--- begin Selected extract ---

Reinvention and rejuvenation – Foshan seeks new model for success

Foshan

Foshan

In 1968, He Xiangjian spent 5,000 yuan on a workshop to make bottle tops in a township of Foshan, Guangdong province. From this humble beginning grew the Midea Group, one of the most successful private companies in China.
In the first nine months of last year, it posted operating revenue of 93.747 billion yuan, an increase of 14.7 percent over a year earlier. It employs 135,000 people in China and abroad, making a wide range of electrical appliances.
From October last year, its subsidiary in Brazil, Midea Carrier, launched a new brand campaign with the theme ‘Viva mais cada momento’ (Live more for every moment), using print, radio and cable television, including Veja, the country’s most popular magazine. It will sell goods under its own brand, not those of other brands, as it has done for most of its history.
Midea is one of the success stories of Foshan, a city of 7.26 million people in central Guangdong. In 2013, the city achieved a per capita GDP of 96,000 yuan, higher than that of Beijing and Shanghai, and ranking 17th in China. That is more than in some member states of the European Union.
Its 2013 GDP (as opposed to its per capita GDP) was 701 billion yuan, an increase of 9.9 percent over 2012. Private companies accounted for over 65 percent of that GDP and 75 percent of industrial output.
Foshan is the third largest manufacturing base in the Pearl River Delta, after Shenzhen and Guangzhou. It is home to the world’s largest furniture and lighting wholesale markets. It has a cluster of industrial townships that specialize in a single industry – such as textiles, electrical appliances, furniture, ceramics and the equipment needed to make them. In addition to Midea, it has other firms that are national brands – Country Garden and Haitian. It is also home to two major automobile ventures, First Auto-Works (who are in partnership with Volkswagen) and Bei Qi Foton.

--- end Selected extract ---
--- begin Items ---

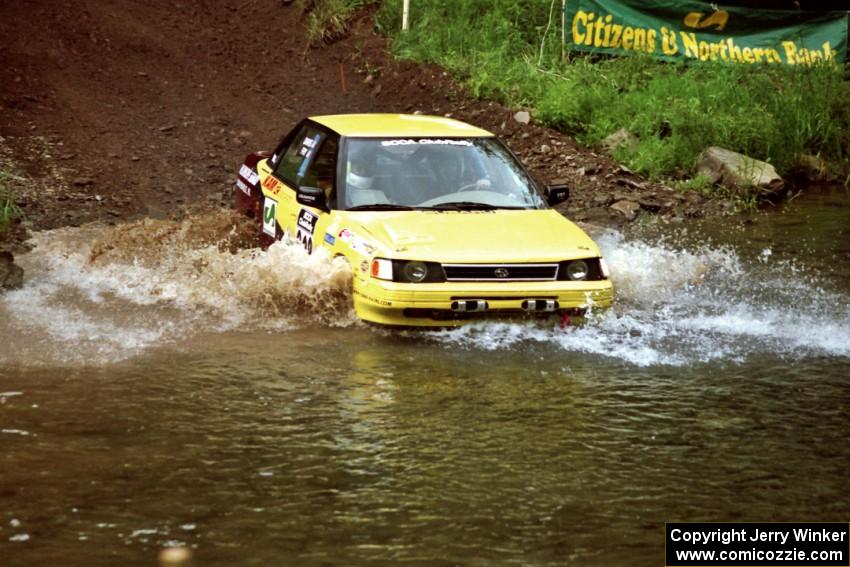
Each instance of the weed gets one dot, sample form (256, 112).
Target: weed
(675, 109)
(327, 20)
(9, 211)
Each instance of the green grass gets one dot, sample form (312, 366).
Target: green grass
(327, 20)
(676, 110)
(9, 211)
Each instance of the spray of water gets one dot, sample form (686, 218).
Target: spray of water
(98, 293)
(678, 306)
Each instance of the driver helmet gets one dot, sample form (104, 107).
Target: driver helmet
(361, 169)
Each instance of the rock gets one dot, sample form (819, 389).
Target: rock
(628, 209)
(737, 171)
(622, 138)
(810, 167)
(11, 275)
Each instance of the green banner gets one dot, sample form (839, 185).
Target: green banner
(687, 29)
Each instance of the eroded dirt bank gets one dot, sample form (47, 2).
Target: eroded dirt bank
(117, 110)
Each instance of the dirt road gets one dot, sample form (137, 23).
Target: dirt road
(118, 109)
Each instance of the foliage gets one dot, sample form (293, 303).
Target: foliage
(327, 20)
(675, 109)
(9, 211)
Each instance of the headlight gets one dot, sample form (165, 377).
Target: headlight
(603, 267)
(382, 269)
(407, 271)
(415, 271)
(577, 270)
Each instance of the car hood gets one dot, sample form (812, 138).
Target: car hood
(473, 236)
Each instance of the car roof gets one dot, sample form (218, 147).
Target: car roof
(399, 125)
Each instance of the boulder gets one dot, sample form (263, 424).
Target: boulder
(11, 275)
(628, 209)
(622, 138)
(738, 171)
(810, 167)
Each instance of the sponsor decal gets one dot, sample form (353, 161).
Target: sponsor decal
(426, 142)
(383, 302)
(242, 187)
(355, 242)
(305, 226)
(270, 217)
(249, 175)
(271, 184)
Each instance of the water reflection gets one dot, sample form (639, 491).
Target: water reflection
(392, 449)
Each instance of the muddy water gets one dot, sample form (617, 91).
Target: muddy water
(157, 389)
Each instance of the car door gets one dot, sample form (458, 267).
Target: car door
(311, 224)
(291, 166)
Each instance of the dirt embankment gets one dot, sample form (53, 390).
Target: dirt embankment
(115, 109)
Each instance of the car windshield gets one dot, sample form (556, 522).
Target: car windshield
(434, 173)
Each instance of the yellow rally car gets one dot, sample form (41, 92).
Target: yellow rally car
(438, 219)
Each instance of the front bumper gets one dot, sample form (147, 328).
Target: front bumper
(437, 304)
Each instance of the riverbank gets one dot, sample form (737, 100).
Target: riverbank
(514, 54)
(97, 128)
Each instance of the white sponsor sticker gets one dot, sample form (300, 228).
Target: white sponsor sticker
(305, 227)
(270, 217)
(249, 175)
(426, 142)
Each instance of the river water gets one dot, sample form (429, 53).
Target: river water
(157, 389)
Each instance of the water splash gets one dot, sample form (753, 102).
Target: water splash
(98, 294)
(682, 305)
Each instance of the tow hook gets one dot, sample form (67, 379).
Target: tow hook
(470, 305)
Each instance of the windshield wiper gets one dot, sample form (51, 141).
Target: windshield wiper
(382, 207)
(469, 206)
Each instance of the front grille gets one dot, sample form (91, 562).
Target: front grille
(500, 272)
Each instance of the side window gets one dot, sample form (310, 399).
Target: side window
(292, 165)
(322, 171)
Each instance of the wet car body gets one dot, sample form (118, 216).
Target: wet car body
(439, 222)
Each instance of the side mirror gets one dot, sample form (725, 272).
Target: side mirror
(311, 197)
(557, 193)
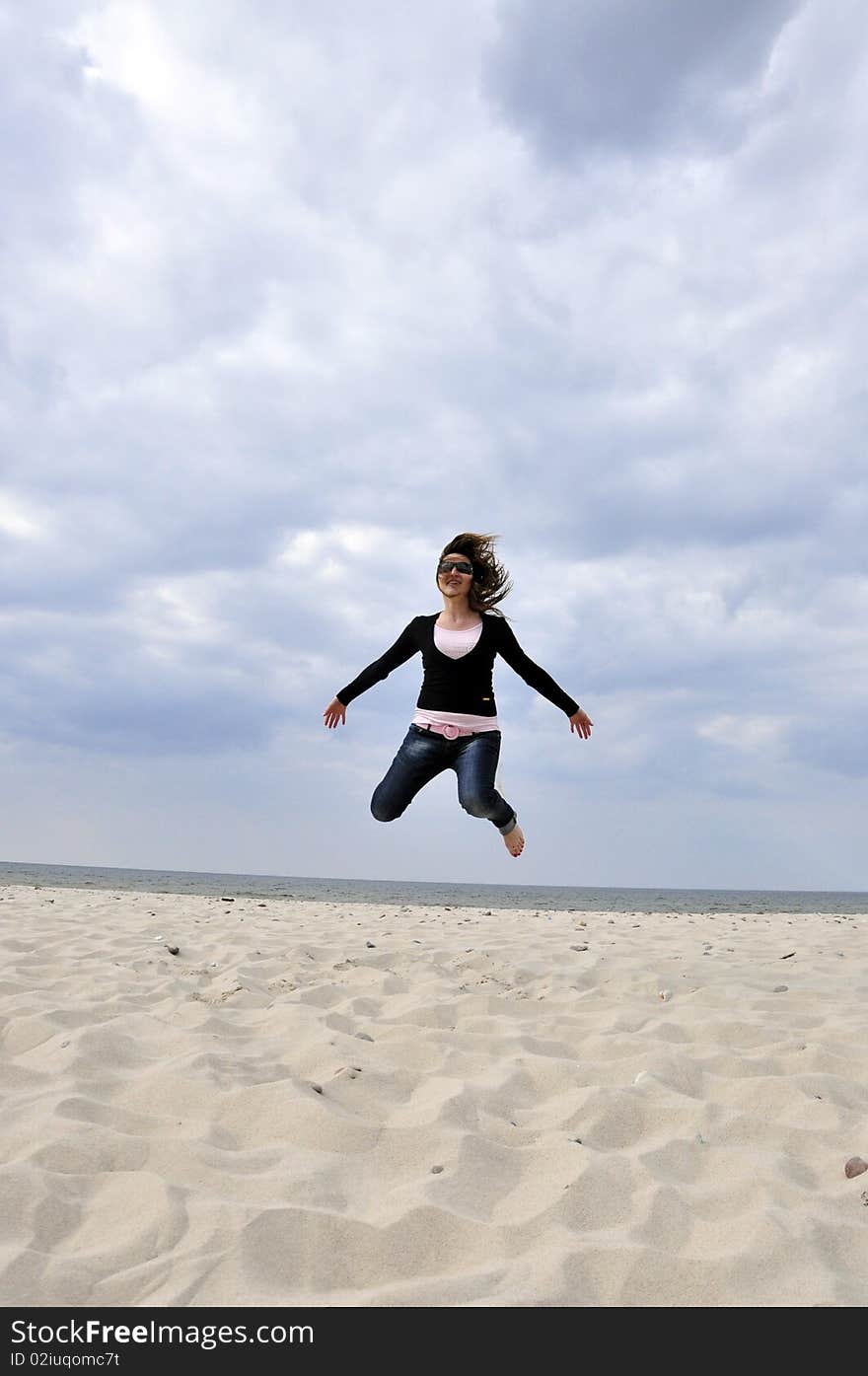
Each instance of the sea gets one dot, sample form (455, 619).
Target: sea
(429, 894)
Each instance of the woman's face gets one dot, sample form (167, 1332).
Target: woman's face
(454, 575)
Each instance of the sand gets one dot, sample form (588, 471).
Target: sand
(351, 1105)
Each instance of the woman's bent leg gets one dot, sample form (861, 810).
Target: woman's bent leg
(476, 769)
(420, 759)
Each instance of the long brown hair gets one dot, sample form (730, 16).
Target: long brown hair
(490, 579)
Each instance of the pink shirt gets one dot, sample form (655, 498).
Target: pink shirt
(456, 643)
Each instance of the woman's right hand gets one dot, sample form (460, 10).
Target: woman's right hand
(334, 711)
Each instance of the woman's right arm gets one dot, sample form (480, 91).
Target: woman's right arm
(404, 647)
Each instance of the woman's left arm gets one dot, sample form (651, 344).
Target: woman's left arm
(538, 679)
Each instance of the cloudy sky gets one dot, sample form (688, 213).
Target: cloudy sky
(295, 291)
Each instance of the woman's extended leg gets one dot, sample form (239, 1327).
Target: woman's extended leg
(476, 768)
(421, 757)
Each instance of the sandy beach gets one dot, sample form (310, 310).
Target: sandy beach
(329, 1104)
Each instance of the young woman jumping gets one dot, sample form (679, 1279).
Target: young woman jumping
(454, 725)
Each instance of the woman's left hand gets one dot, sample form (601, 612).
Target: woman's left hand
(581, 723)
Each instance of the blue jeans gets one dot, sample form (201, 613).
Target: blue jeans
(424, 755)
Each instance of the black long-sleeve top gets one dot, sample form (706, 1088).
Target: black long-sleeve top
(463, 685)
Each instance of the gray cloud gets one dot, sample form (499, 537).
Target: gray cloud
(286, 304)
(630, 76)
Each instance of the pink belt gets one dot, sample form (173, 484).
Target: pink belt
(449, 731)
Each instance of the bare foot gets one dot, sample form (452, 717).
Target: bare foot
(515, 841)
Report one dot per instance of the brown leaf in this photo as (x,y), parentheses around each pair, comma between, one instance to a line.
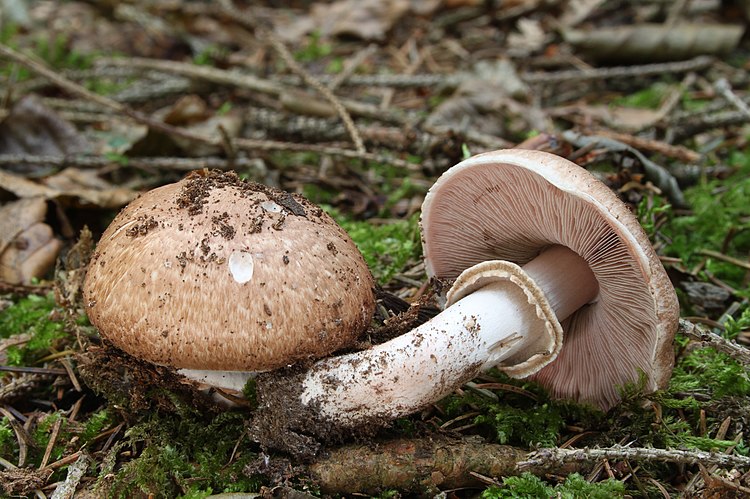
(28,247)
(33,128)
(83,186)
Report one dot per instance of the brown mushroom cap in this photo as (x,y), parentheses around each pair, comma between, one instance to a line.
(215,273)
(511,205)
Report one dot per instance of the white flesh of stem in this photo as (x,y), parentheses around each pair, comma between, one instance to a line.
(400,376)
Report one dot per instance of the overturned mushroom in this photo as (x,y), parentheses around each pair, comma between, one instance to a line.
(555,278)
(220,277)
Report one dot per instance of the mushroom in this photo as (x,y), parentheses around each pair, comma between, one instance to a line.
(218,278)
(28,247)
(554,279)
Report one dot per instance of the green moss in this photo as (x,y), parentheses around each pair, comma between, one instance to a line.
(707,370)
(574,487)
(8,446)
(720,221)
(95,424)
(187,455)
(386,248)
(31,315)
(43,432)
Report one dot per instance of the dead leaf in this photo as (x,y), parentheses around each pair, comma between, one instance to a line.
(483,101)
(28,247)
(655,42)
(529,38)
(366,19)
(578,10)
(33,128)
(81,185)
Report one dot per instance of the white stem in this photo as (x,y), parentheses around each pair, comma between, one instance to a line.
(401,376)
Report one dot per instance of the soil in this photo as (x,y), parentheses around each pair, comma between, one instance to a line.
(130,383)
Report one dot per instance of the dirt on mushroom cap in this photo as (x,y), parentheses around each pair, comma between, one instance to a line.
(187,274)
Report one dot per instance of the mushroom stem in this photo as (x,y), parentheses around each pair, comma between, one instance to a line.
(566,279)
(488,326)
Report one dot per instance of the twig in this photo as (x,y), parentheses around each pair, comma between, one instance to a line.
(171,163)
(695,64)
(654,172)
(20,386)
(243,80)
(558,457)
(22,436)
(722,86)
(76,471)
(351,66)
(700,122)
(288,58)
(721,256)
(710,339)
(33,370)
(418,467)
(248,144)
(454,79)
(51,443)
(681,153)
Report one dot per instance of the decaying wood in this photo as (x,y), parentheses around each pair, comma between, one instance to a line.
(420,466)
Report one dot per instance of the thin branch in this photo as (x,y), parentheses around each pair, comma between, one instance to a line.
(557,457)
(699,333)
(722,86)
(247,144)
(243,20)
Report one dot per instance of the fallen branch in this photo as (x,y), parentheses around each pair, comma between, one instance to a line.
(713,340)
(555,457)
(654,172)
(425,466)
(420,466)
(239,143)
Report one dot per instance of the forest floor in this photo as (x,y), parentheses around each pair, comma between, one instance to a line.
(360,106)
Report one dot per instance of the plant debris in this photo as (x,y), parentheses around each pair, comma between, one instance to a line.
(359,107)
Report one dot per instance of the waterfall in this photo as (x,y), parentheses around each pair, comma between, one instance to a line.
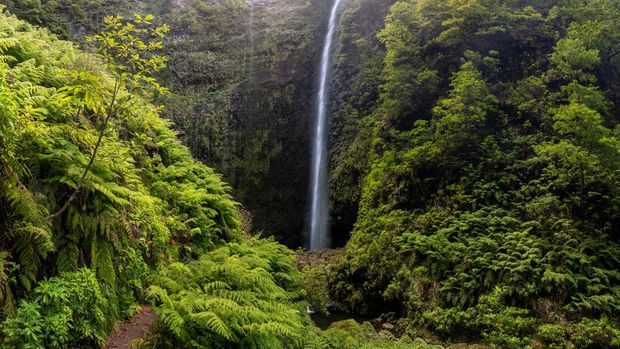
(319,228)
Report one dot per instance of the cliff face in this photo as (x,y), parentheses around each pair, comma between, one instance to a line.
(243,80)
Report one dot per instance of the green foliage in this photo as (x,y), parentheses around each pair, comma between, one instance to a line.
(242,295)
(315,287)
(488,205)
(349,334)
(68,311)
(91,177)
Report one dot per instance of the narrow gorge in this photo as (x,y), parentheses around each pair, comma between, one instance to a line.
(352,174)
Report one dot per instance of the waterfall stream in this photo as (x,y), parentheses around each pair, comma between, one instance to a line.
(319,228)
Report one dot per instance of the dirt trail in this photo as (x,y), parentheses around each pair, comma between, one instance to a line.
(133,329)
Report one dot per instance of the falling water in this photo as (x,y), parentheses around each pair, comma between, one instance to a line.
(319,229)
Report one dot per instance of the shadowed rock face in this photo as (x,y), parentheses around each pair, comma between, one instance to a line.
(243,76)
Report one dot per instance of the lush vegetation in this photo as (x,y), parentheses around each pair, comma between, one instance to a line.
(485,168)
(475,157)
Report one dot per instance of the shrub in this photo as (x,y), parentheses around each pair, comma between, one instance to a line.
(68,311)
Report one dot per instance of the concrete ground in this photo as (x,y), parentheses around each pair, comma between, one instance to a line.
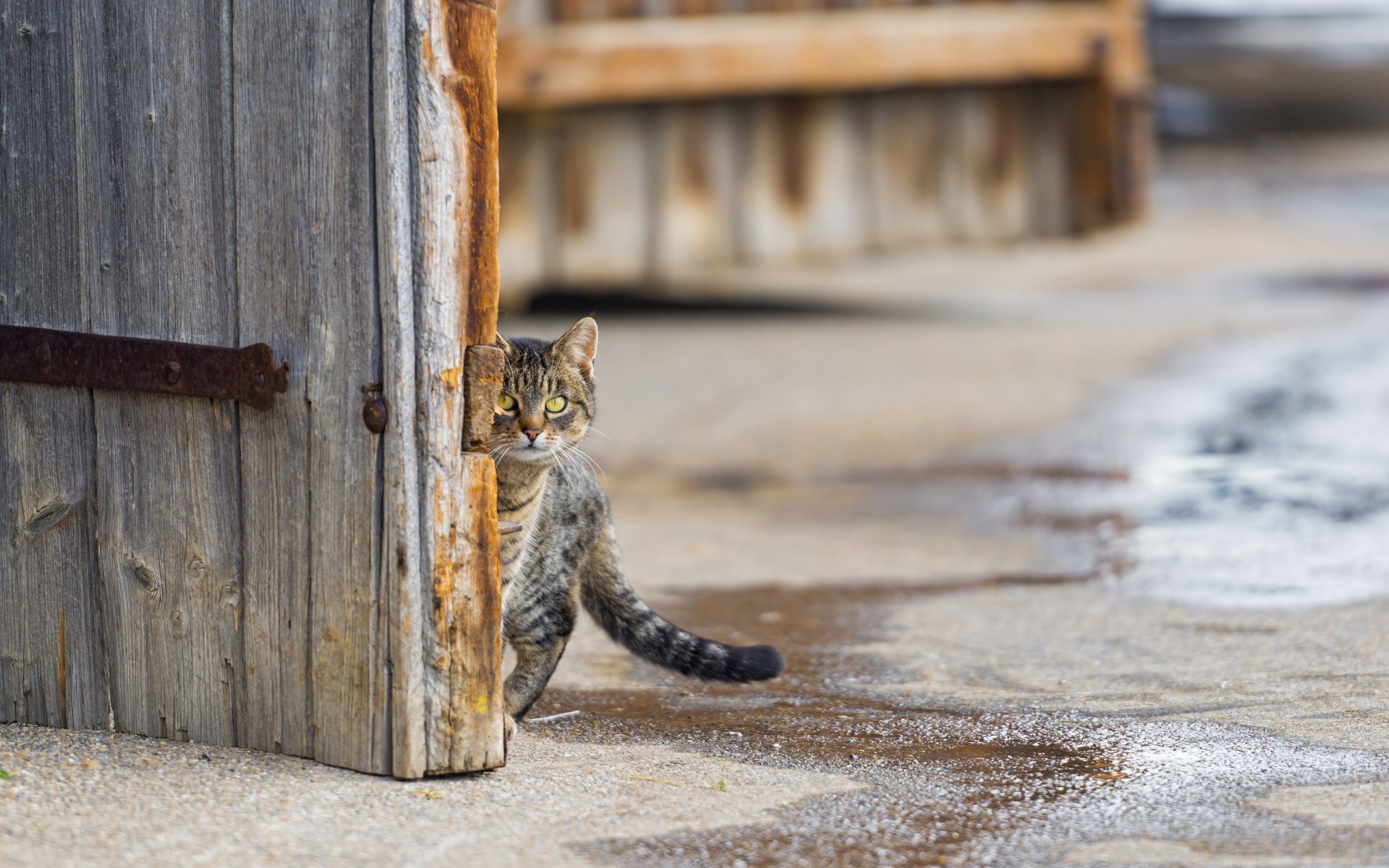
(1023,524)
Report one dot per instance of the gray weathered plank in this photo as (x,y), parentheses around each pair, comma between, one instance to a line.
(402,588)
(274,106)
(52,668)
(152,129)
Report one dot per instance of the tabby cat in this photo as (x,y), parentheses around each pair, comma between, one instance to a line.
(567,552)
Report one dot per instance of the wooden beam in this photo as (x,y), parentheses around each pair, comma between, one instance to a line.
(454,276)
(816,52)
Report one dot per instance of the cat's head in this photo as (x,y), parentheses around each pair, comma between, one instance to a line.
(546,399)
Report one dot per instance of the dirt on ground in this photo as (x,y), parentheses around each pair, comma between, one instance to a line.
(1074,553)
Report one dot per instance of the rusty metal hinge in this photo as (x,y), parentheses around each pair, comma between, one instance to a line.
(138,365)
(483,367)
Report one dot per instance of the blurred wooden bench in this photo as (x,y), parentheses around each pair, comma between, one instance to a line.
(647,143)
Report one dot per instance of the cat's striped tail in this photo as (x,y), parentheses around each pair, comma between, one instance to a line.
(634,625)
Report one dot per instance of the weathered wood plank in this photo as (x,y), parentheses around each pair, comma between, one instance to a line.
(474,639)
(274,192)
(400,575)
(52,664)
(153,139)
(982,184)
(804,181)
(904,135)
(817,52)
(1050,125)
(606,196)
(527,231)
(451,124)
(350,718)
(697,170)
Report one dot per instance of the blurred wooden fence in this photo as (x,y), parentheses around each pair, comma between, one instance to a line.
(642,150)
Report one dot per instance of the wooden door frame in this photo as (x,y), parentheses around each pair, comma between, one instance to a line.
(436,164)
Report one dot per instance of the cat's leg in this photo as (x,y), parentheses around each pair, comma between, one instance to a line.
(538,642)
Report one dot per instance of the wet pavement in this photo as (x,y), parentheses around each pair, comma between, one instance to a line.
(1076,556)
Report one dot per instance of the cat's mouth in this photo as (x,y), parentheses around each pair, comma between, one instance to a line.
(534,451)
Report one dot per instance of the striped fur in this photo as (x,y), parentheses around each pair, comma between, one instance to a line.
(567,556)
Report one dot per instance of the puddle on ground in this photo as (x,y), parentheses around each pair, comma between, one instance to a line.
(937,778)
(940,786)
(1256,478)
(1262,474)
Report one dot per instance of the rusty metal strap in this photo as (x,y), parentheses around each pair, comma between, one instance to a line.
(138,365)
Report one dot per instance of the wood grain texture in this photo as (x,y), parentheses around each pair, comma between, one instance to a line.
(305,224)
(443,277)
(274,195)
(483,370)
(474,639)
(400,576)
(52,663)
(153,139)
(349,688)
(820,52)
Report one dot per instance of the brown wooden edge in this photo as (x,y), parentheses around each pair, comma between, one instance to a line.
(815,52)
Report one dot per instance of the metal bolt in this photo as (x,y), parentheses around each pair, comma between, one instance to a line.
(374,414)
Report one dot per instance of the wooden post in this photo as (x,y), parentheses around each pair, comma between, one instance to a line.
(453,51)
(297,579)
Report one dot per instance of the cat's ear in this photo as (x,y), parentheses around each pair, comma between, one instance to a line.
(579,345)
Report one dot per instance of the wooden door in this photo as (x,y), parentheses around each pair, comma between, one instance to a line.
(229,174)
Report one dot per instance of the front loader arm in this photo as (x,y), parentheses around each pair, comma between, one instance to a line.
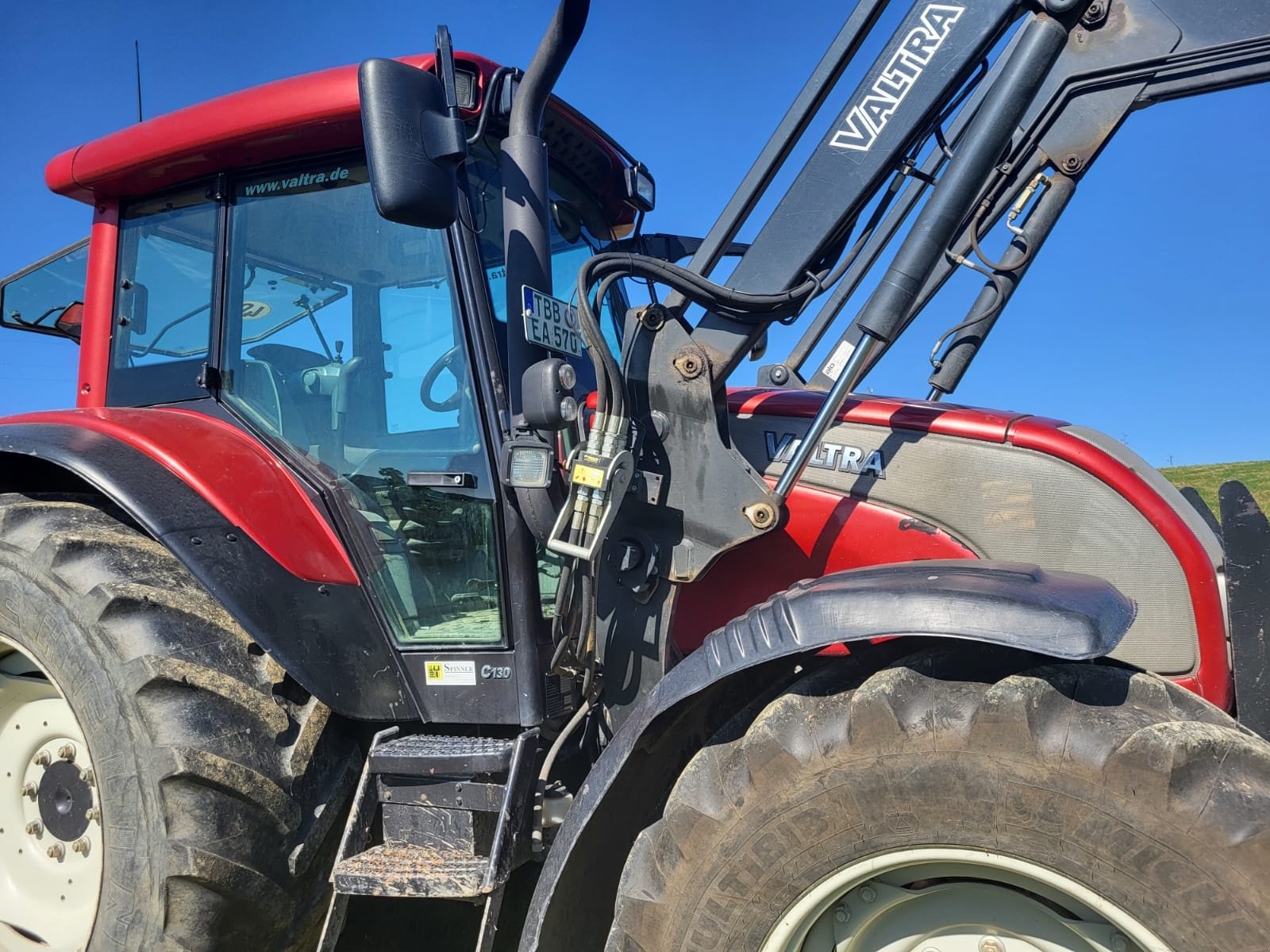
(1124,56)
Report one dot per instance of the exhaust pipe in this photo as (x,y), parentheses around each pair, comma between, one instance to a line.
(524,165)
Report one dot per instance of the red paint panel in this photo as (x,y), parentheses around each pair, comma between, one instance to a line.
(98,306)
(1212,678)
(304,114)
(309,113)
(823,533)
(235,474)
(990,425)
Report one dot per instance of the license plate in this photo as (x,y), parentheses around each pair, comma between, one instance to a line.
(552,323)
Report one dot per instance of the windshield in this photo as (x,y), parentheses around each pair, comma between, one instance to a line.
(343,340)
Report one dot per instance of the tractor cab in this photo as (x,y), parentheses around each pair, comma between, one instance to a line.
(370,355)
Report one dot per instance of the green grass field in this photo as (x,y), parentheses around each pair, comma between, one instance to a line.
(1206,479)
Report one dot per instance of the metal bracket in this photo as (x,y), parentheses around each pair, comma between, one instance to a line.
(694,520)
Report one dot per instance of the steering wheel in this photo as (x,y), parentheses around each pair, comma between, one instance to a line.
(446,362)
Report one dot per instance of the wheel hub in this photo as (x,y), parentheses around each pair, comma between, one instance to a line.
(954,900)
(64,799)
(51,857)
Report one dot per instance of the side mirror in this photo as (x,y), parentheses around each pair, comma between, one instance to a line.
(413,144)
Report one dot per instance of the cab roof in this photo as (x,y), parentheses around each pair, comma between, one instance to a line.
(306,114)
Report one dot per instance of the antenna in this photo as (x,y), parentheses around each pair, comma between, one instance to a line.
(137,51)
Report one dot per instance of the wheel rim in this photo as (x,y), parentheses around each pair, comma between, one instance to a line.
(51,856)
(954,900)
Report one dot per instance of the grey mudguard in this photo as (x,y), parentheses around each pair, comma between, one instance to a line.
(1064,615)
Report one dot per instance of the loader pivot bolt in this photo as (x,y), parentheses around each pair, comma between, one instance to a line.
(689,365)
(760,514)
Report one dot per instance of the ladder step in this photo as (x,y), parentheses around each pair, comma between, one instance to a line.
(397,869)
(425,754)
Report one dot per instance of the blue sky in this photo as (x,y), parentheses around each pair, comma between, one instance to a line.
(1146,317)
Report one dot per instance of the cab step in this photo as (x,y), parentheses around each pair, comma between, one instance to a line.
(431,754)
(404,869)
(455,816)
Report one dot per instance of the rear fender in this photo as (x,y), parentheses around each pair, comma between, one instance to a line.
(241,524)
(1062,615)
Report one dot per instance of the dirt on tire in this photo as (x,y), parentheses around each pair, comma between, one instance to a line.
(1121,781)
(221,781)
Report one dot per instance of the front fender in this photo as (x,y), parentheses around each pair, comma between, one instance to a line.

--- end Items ---

Directives:
#1 Reproduce the whole article on Foshan without any changes.
#2 How many lines of the rows contain the word "young"? Give only the number.

Answer set:
#1
Reinvention and rejuvenation – Foshan seeks new model for success

Foshan

Foshan

In 1968, He Xiangjian spent 5,000 yuan on a workshop to make bottle tops in a township of Foshan, Guangdong province. From this humble beginning grew the Midea Group, one of the most successful private companies in China.
In the first nine months of last year, it posted operating revenue of 93.747 billion yuan, an increase of 14.7 percent over a year earlier. It employs 135,000 people in China and abroad, making a wide range of electrical appliances.
From October last year, its subsidiary in Brazil, Midea Carrier, launched a new brand campaign with the theme ‘Viva mais cada momento’ (Live more for every moment), using print, radio and cable television, including Veja, the country’s most popular magazine. It will sell goods under its own brand, not those of other brands, as it has done for most of its history.
Midea is one of the success stories of Foshan, a city of 7.26 million people in central Guangdong. In 2013, the city achieved a per capita GDP of 96,000 yuan, higher than that of Beijing and Shanghai, and ranking 17th in China. That is more than in some member states of the European Union.
Its 2013 GDP (as opposed to its per capita GDP) was 701 billion yuan, an increase of 9.9 percent over 2012. Private companies accounted for over 65 percent of that GDP and 75 percent of industrial output.
Foshan is the third largest manufacturing base in the Pearl River Delta, after Shenzhen and Guangzhou. It is home to the world’s largest furniture and lighting wholesale markets. It has a cluster of industrial townships that specialize in a single industry – such as textiles, electrical appliances, furniture, ceramics and the equipment needed to make them. In addition to Midea, it has other firms that are national brands – Country Garden and Haitian. It is also home to two major automobile ventures, First Auto-Works (who are in partnership with Volkswagen) and Bei Qi Foton.

#2 2